** Start MATERIALS PROVIDED **

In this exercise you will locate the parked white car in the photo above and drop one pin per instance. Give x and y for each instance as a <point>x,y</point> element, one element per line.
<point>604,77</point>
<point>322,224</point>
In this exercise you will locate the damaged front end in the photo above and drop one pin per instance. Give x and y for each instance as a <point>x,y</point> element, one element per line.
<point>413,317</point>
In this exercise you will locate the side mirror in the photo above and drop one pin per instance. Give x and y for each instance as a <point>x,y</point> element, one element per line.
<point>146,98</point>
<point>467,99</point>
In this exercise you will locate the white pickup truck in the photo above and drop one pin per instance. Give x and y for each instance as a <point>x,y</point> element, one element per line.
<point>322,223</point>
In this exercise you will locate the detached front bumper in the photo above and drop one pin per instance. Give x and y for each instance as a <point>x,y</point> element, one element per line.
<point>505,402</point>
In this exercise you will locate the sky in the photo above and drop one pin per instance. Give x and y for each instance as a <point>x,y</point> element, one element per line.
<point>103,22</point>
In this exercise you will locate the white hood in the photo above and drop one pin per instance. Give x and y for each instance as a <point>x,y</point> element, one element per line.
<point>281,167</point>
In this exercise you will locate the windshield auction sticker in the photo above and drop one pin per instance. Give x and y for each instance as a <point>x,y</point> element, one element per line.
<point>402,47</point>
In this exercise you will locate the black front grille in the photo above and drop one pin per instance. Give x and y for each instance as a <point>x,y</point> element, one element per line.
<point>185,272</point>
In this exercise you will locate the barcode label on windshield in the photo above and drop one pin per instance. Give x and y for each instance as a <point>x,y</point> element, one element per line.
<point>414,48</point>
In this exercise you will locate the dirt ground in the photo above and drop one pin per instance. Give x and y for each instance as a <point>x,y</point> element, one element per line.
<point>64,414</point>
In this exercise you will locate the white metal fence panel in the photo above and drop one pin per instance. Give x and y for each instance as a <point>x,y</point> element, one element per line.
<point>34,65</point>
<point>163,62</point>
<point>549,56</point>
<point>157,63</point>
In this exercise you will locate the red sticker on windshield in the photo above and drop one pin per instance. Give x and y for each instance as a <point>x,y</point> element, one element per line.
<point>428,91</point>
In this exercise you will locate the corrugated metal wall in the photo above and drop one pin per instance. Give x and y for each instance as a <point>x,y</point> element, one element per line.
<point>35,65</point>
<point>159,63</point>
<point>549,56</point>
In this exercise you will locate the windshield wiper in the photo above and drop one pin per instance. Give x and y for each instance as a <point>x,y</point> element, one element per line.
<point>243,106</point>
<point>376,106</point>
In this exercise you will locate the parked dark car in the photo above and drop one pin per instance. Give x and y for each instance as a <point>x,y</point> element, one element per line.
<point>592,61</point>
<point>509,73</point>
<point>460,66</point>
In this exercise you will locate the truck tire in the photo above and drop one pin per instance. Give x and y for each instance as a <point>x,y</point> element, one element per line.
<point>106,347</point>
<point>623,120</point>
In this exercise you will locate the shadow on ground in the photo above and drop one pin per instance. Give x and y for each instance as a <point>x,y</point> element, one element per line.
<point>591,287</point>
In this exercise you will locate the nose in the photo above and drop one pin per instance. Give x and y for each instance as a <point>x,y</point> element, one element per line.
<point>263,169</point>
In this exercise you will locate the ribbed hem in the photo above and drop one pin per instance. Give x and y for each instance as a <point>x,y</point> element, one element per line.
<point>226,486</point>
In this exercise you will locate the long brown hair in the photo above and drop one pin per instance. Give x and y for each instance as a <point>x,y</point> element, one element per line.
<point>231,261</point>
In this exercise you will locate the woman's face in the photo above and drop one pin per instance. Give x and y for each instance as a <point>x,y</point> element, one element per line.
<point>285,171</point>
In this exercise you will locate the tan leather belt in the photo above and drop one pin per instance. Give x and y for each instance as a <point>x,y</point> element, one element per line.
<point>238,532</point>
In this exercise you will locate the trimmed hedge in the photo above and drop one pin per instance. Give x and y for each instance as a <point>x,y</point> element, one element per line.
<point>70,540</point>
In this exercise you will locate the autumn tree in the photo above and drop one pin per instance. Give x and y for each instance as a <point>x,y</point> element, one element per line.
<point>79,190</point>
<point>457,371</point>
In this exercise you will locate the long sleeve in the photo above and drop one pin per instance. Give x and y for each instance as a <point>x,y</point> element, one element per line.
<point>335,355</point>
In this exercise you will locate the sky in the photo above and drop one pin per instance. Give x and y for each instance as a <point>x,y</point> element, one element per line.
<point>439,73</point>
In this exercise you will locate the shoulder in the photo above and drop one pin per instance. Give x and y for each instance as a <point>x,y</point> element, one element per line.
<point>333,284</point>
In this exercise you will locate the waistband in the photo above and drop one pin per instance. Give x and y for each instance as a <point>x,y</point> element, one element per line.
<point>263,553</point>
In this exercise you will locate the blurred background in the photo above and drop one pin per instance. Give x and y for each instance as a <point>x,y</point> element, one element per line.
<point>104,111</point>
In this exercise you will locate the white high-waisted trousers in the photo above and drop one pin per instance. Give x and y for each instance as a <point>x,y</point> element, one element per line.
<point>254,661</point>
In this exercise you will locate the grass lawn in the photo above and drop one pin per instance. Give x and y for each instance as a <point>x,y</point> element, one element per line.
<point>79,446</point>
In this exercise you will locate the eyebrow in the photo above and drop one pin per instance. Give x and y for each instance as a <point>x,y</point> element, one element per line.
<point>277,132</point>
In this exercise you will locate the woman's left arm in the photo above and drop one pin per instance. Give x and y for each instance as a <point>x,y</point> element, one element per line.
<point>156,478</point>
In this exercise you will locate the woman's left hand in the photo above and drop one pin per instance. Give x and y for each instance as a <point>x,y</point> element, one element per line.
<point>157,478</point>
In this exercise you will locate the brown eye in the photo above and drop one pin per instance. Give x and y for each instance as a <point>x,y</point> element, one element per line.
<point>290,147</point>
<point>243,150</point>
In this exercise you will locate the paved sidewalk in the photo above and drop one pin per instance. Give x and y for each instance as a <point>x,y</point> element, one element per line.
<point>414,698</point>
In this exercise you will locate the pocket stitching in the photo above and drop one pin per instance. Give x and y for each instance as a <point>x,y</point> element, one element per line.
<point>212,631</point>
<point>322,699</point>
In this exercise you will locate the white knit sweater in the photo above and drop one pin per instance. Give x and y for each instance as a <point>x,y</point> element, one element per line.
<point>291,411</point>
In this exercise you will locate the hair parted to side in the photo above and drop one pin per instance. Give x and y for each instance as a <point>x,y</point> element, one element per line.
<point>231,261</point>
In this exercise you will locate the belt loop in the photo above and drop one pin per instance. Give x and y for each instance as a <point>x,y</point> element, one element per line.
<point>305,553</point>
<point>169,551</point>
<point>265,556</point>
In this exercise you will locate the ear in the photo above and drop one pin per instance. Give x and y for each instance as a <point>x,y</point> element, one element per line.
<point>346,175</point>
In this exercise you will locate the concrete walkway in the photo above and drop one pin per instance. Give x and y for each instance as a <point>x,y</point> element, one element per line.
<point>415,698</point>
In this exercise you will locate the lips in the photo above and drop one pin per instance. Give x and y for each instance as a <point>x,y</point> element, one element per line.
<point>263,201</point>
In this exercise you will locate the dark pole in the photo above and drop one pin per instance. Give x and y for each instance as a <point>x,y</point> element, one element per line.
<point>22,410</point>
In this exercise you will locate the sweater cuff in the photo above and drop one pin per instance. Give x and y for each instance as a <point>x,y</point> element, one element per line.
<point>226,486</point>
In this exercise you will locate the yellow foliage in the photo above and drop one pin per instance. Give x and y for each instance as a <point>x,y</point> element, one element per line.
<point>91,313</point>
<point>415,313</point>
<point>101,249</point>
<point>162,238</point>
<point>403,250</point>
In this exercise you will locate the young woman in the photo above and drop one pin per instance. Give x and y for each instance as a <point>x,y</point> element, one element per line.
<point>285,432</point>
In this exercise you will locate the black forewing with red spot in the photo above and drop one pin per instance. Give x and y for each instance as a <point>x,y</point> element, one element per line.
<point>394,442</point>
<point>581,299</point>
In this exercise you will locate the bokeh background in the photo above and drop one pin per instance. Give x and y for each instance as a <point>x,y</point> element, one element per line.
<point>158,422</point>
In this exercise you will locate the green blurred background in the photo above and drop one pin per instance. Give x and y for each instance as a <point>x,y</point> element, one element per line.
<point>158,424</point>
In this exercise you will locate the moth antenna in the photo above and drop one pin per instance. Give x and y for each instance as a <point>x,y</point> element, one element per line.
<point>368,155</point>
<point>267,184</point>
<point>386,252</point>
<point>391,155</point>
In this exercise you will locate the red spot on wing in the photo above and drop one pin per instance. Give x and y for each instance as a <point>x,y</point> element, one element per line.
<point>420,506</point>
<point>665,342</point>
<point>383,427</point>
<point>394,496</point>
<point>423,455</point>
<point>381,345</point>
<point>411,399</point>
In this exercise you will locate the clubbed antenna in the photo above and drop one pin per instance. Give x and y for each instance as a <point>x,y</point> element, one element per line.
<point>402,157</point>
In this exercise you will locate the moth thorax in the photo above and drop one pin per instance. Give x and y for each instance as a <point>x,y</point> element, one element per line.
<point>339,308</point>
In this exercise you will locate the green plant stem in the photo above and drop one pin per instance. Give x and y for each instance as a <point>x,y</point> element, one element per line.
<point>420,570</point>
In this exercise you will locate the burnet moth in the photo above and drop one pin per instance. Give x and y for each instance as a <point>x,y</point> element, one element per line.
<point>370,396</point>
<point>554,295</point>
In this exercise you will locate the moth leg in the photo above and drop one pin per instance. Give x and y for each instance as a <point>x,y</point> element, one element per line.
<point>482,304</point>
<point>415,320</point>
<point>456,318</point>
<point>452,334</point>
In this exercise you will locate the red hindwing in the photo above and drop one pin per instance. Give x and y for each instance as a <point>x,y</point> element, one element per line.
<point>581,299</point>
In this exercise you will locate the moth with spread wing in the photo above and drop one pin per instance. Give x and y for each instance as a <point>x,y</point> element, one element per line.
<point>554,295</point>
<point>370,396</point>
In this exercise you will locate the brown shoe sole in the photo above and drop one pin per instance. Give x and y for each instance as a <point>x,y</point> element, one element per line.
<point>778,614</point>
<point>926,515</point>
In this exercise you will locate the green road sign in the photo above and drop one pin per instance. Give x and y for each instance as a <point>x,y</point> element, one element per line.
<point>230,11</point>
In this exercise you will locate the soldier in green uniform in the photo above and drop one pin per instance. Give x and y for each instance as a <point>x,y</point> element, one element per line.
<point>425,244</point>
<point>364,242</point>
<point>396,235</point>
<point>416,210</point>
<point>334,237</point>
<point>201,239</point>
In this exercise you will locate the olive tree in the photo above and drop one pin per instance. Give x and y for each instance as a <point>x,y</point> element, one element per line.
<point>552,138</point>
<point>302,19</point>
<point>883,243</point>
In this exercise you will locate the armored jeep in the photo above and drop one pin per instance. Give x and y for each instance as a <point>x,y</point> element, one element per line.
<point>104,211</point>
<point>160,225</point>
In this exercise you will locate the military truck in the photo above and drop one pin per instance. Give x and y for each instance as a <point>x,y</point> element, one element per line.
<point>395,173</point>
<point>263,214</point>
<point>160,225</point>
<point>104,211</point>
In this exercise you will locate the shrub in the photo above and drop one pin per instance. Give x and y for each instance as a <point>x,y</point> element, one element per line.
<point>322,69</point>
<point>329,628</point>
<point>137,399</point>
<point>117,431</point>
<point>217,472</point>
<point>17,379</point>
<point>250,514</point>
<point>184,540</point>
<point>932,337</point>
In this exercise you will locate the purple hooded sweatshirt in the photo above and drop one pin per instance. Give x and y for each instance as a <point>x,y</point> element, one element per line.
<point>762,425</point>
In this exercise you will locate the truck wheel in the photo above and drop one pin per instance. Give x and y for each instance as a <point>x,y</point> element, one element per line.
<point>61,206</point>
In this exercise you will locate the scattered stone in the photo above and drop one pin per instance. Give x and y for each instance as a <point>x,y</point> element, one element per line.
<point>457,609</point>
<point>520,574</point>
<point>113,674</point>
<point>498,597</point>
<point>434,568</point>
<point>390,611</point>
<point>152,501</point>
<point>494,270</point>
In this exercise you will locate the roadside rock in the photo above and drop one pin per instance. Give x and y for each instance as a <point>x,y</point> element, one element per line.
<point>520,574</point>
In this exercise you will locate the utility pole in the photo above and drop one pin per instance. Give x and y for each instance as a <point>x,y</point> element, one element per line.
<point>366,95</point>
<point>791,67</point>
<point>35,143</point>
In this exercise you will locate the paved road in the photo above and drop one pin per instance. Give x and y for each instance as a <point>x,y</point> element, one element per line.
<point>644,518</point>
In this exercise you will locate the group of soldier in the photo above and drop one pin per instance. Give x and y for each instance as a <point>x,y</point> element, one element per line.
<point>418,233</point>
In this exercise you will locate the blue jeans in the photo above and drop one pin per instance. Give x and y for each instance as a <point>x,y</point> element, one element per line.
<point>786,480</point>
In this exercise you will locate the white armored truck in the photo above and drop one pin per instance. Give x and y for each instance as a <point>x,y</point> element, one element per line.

** End MATERIALS PROVIDED **

Rewrite the data from the line with "In this exercise you will locate the brown eye" up to and including the line with "<point>243,150</point>", substituting "hazel eye" for "brown eye" and leaving everything else unchanged.

RESULT BELOW:
In this exercise you will locate the hazel eye in the photo above and drop one pin per instance. Give x and y for each instance as a <point>x,y</point> element, one element per line.
<point>290,147</point>
<point>243,150</point>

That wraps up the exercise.